PAGE EXTRACT:
# Wade gigging lights



## CCC (Sep 3, 2008)

Ok, getting into gigging (wading), and tried the headlight and hand carried spotlight, light hits water and reflects back and you can't see crap, so I know you need lights under water, have seen the PVC lights that you hold under the water and hook to a battery that you usually pull behind you in a raft or tube, I am looking to have both hands free, what are my options ?????????


----------



## Linkovich (Oct 24, 2007)

having both hand free might be difficult. I use a 100w halogen from fishinglighsetc.com thats rigged on pvc. I power it with a 12v motorcycle battery that I carry in a small backpack. I have a strap rigged to the pvc on the light so that it will just hang from me if I need to let go of it to use my other hand.


----------



## Russian (Jan 13, 2009)

Hands free underwater....hmmm. Best thing I can think of is to put a strap on ur light handle and strap it to your arm. Not totally handsfree though. Maybe a strap cross ways over your shoulder would be better. I currently use an LED on a pvc pole, have yet to rig a strap on it, but thats next, been too busy to put any thought into how I want to rig it so just been holding it under my arm for now, works fine. I wouldnt let it hold you back from getting out there though. I gigged that 23.75" flounder a few weeks ago with a spotlight and headlamp before I made a set of light rigs. Underwater lights do make a world of difference though, night and day.


----------



## fish styx (Jan 29, 2010)

get some star brights and attach to your gig use some heat reflective tape its hands free....... i make gigs if anyone interested use aluminum pole very light weight make gig out of square stock with 4.... 1/8 by 3 1/2 stainless screw will not rust deff no flounder getting off i gig two at a time with it with no problem .. pretty easy to get flounder off also ..... i weld aluminum block into a adjustable length pool pole excellent for both wading and for boat and thread it so the gig screws into it case you get it stuck you can unscrew it and screw in replacement .... will post pics soon


----------



## Faithnfishin (Dec 5, 2010)

Bring a friend and make him hold the light.......:thumbup:

Nothing but love brother!!!!!


----------



## Fish-n-Fur (Apr 2, 2009)

fish styx said:


> get some star brights and attach to your gig use some heat reflective tape its hands free....... i make gigs if anyone interested use aluminum pole very light weight make gig out of square stock with 4.... 1/8 by 3 1/2 stainless screw will not rust deff no flounder getting off i gig two at a time with it with no problem .. pretty easy to get flounder off also ..... i weld aluminum block into a adjustable length pool pole excellent for both wading and for boat and thread it so the gig screws into it case you get it stuck you can unscrew it and screw in replacement .... will post pics soon


+1 for attaching light to gig pole when wading, and for All-Thread gigs. :thumbup:


----------



## fish styx (Jan 29, 2010)

Thanks


----------

DATA EXTRACT:
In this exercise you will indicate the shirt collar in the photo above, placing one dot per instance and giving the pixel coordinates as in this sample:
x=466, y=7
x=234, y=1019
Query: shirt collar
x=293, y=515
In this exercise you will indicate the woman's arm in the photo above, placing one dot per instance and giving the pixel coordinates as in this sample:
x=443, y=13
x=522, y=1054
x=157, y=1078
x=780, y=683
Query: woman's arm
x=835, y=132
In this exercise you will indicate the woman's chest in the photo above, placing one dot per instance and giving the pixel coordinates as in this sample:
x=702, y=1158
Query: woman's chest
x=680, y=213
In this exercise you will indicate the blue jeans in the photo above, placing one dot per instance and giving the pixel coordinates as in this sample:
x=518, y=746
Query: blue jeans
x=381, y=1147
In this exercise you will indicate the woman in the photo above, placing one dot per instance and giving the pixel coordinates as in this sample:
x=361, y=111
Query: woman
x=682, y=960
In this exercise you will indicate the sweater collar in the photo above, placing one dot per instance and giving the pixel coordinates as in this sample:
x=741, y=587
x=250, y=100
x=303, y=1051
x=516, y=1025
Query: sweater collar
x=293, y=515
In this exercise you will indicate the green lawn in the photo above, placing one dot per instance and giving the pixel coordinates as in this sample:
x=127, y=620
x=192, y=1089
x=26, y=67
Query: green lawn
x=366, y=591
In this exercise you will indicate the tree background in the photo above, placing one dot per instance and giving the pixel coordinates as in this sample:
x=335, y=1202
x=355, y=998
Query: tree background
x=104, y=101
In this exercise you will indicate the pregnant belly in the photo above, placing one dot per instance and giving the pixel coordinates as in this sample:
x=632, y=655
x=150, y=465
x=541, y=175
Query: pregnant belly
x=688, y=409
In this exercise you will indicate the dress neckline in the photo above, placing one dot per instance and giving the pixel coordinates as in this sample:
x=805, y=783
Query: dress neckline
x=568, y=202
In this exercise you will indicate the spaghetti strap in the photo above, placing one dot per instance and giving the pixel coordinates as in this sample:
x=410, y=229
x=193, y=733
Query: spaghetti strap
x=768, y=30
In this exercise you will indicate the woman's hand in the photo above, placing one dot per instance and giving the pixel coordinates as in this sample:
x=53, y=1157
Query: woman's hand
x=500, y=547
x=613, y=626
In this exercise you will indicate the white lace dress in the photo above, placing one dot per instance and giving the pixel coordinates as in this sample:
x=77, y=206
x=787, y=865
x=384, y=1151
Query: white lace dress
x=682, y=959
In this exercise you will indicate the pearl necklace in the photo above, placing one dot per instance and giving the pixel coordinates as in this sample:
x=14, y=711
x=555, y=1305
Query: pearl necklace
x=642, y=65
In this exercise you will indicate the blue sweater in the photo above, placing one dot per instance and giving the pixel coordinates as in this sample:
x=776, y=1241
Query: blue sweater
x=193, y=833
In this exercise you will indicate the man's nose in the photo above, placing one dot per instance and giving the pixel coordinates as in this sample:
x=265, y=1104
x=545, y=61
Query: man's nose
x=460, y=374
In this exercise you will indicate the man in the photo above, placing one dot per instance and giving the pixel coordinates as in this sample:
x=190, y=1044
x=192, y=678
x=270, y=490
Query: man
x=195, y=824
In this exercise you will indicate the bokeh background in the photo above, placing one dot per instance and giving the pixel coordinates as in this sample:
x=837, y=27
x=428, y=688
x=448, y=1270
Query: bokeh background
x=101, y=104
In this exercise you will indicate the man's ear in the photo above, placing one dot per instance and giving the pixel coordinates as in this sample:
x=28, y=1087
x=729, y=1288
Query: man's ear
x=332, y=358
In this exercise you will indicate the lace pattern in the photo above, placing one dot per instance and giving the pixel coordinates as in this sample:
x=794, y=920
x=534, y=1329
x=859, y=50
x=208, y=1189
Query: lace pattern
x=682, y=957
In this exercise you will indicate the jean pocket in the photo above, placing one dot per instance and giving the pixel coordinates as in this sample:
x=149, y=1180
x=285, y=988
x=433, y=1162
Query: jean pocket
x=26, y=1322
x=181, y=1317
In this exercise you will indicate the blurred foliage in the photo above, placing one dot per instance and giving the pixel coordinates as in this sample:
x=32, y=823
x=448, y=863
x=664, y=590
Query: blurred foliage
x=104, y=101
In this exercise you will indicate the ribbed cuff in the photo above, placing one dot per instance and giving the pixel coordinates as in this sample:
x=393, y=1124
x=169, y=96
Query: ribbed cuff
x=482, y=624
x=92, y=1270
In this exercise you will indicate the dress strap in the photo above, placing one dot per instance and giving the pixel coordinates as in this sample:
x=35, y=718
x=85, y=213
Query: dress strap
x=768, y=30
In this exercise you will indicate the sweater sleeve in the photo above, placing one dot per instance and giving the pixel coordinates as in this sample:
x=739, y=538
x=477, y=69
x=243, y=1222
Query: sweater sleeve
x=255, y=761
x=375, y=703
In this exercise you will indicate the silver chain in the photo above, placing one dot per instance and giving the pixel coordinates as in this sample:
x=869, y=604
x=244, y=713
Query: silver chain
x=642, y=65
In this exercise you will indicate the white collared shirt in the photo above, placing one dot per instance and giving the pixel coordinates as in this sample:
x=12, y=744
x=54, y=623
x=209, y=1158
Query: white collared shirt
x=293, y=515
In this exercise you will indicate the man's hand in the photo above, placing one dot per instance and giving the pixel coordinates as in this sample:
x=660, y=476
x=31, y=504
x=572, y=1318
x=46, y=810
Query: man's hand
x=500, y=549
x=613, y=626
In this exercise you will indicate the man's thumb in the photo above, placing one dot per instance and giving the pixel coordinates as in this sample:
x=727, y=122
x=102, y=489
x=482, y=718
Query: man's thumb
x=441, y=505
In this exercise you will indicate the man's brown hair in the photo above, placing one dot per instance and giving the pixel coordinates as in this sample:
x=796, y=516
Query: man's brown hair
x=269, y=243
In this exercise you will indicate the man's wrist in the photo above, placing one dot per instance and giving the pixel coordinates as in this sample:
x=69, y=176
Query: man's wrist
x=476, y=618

--

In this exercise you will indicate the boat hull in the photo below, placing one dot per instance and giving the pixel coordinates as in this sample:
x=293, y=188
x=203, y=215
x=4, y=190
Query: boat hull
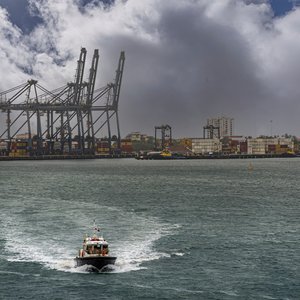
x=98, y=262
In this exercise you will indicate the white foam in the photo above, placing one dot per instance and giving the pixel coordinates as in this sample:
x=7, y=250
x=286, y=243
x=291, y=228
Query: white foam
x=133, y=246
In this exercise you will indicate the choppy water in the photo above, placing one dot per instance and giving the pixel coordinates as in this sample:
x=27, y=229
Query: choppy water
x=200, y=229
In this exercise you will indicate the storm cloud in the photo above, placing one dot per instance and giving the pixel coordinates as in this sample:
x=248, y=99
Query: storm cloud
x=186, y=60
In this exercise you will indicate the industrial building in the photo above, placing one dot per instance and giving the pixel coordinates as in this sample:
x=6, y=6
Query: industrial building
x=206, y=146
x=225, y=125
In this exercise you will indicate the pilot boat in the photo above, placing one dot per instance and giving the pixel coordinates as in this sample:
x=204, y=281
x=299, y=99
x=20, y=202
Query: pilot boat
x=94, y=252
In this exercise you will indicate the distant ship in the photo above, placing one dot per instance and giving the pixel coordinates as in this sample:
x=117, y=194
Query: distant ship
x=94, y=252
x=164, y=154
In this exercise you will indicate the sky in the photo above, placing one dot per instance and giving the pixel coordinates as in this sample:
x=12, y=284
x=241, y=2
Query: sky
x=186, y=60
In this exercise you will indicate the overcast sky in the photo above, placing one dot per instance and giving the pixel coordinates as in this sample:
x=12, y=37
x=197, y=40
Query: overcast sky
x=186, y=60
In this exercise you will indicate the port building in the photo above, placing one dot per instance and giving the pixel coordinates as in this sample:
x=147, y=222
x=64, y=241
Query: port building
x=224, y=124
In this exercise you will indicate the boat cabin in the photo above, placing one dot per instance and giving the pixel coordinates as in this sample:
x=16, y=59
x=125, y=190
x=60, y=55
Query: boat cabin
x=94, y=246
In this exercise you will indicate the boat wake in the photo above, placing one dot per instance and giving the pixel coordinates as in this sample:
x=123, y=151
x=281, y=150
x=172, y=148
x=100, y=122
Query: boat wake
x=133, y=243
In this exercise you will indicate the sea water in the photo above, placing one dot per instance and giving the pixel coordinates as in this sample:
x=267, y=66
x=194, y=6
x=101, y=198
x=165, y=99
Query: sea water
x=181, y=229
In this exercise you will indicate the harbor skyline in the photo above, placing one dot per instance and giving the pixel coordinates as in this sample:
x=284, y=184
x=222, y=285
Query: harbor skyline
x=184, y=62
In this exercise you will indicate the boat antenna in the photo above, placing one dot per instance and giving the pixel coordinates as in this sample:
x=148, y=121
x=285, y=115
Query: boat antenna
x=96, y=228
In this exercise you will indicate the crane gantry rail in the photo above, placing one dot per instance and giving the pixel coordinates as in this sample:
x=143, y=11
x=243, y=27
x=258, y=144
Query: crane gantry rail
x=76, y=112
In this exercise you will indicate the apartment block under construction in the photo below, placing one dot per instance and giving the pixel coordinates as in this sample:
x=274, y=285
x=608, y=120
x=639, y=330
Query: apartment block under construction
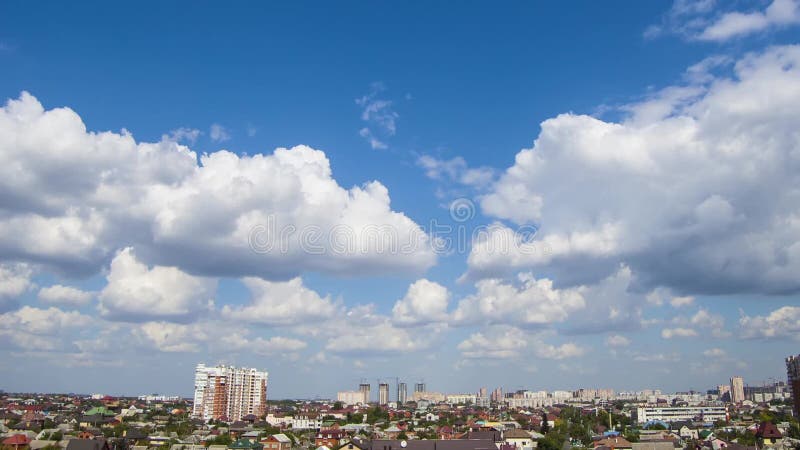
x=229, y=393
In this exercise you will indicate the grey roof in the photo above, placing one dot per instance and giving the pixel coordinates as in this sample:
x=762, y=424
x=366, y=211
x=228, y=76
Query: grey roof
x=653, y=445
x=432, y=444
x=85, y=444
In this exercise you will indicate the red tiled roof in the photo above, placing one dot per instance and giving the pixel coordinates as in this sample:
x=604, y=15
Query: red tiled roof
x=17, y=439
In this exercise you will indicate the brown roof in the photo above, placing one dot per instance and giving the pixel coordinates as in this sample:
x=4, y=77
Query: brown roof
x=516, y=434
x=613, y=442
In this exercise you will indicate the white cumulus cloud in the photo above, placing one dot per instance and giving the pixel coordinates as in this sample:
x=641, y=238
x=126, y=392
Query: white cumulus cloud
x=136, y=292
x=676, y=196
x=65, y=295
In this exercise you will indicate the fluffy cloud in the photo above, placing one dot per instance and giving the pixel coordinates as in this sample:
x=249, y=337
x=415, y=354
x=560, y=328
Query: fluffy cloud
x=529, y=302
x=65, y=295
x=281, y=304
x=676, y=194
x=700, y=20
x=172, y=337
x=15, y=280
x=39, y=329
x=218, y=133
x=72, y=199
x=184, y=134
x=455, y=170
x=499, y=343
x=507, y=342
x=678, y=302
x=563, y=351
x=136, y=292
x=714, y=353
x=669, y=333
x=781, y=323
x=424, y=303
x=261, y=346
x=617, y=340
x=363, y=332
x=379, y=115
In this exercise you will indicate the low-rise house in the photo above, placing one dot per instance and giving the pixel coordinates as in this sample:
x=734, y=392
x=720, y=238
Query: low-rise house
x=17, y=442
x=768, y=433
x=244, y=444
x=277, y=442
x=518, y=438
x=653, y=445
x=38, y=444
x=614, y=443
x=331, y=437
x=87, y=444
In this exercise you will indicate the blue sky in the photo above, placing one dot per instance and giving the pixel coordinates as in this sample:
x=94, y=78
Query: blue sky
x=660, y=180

LIST OF TASKS:
• A. In the thread on wade gigging lights, how does Linkovich power his 100w halogen light?
• B. Please translate this sentence from the gigging lights thread into Spanish: "Underwater lights do make a world of difference though, night and day."

ANSWERS BELOW:
• A. With a 12v motorcycle battery carried in a small backpack.

• B. Sin embargo, las luces subacuáticas sí marcan una enorme diferencia, como de la noche al día.